[[ Document extract open ]]

I wrote this as a response to my friend Kyle Cassidy’s recent post on realizing that he’d somehow gotten overweight and needed to do something about it. He asked people to share their fitness/weightloss/body image stories.
Here’s mine:
Maybe 5 years ago I found myself having an issue with my hip going out. I also found my knees bugging me. They haven’t been great since I tore the cartilage in my late teens, but had been much better after surgery shortly after I turned thirty. I knew that I’d put on some weight both from the fact that my pants size had crept up to the high end of 38″ from 36″ where I like to keep it and because the scale told me so. I was hitting 218, which was three pounds higher than I’d ever let myself get before.
But still, only 2 inches extra around the waist, how bad was that? I wasn’t really that heavy… But I figured that losing some weight would make my knees and hip happy. I scheduled an appt with my doc, and told him what was up, and that I thought maybe if I lost 20lbs I’d solve the hip and knee problem. He just nodded and said, “yep, that should do it.” And, “every pound you carry has an effect of two pounds add strain on your hip when you walk and three on your knee.” It was a sobering moment, and I started to get much more serious about both exercise and diet.
I’m a writer by trade, so I spend most of my day on my butt on the couch. I mostly stopped driving to anyplace within two miles—which was also an environmental choice my wife and I had been talking about for a while—and started shifting my diet away from my bread heavy ways. I love bread and carbs but I can eat them in vast quantities and then two hours later I’m hungry again.

[[ Document extract closed ]]
[[ Given data open ]]

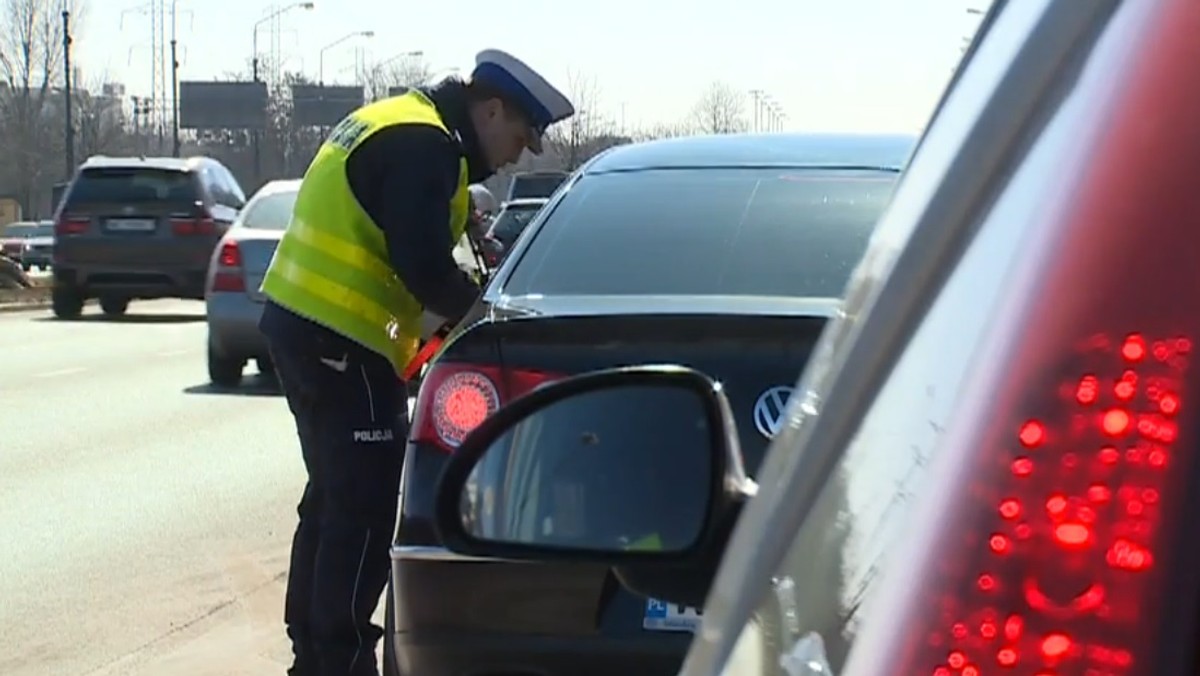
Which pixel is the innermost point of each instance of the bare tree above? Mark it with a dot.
(405, 71)
(720, 109)
(30, 70)
(587, 132)
(100, 120)
(665, 130)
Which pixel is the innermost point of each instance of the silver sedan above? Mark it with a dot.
(239, 262)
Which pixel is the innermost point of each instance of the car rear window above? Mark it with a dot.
(22, 231)
(773, 232)
(139, 184)
(535, 186)
(270, 211)
(511, 221)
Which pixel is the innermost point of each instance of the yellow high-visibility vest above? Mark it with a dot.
(331, 264)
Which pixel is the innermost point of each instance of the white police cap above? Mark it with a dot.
(539, 100)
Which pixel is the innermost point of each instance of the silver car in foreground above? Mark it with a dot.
(231, 292)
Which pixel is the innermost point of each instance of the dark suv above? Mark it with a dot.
(139, 227)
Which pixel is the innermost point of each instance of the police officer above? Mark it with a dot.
(369, 247)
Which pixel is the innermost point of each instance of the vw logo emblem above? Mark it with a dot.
(768, 411)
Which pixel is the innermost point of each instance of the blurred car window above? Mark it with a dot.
(774, 232)
(511, 221)
(270, 211)
(22, 231)
(132, 185)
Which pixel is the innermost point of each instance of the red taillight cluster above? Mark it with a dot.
(456, 398)
(1060, 584)
(228, 274)
(193, 226)
(71, 225)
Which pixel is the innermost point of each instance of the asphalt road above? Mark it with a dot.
(145, 516)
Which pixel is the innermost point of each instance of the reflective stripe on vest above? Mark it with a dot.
(331, 264)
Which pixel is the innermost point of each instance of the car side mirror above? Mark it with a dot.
(631, 467)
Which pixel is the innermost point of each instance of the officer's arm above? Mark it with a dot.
(403, 177)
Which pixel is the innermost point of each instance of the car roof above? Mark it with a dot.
(177, 163)
(525, 202)
(280, 185)
(832, 150)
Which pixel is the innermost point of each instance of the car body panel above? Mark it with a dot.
(751, 345)
(151, 261)
(233, 316)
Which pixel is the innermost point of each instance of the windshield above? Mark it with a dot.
(723, 232)
(132, 185)
(543, 185)
(270, 211)
(511, 221)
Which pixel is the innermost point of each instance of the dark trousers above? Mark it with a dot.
(351, 414)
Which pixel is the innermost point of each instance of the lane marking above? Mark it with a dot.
(61, 372)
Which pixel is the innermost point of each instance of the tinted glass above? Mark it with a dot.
(511, 222)
(706, 232)
(132, 185)
(568, 477)
(838, 562)
(270, 211)
(535, 186)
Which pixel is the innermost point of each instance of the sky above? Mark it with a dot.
(831, 65)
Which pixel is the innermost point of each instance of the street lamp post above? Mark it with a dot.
(66, 87)
(256, 135)
(321, 55)
(253, 63)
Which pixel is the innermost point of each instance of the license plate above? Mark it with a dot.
(131, 225)
(663, 616)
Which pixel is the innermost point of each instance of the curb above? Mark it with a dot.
(15, 307)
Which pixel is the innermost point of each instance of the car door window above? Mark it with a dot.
(837, 555)
(237, 197)
(214, 187)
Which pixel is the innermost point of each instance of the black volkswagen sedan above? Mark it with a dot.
(726, 253)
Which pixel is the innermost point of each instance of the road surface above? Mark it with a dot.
(145, 516)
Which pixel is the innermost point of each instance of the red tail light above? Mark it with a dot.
(71, 225)
(1059, 536)
(1063, 569)
(193, 226)
(228, 275)
(456, 398)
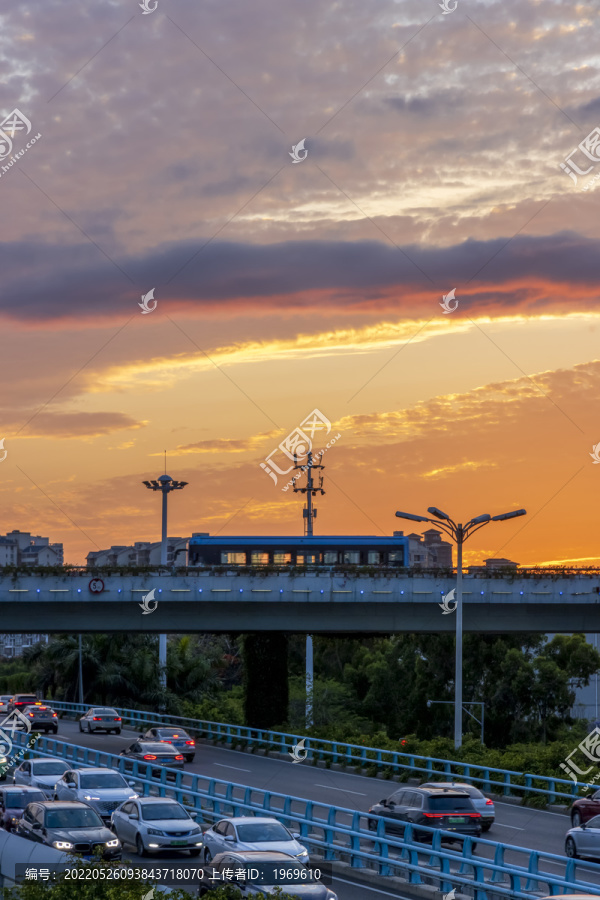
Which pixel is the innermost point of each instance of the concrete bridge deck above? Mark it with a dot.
(315, 602)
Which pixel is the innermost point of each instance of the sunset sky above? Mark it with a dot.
(434, 148)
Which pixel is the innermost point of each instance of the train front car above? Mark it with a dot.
(324, 550)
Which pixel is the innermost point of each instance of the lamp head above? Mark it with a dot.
(480, 519)
(412, 518)
(438, 513)
(512, 515)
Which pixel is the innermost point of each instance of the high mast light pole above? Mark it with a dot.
(165, 484)
(459, 533)
(309, 514)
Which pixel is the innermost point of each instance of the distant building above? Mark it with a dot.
(142, 553)
(12, 645)
(428, 551)
(20, 548)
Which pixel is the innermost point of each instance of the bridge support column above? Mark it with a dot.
(309, 681)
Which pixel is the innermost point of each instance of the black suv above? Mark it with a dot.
(444, 808)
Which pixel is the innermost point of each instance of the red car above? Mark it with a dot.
(585, 809)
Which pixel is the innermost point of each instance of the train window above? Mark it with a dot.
(282, 559)
(233, 559)
(259, 558)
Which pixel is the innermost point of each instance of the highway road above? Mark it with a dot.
(526, 828)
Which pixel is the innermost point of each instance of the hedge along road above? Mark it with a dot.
(528, 828)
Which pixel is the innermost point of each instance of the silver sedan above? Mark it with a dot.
(584, 841)
(102, 789)
(151, 824)
(41, 773)
(241, 833)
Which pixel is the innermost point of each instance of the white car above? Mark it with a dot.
(151, 824)
(241, 833)
(484, 806)
(42, 773)
(102, 789)
(101, 718)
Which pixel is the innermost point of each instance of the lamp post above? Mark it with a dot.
(459, 533)
(469, 703)
(165, 484)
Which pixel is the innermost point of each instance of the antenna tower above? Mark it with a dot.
(309, 513)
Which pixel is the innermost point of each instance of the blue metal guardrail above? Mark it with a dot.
(490, 780)
(340, 833)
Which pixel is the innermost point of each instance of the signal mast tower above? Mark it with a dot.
(309, 513)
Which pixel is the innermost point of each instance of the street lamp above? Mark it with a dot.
(459, 533)
(165, 484)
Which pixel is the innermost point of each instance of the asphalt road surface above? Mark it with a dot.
(522, 827)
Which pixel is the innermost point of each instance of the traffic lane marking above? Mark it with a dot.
(330, 788)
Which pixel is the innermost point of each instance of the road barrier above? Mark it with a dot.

[[ Given data closed ]]

__What this task involves__:
List every measurement that the fitness story gives in inches or miles.

__Result of the task__:
- 38″ (the high end of the pants size)
- 36″ (the preferred pants size)
- 2 inches (the extra around the waist)
- two miles (the distance within which driving mostly stopped)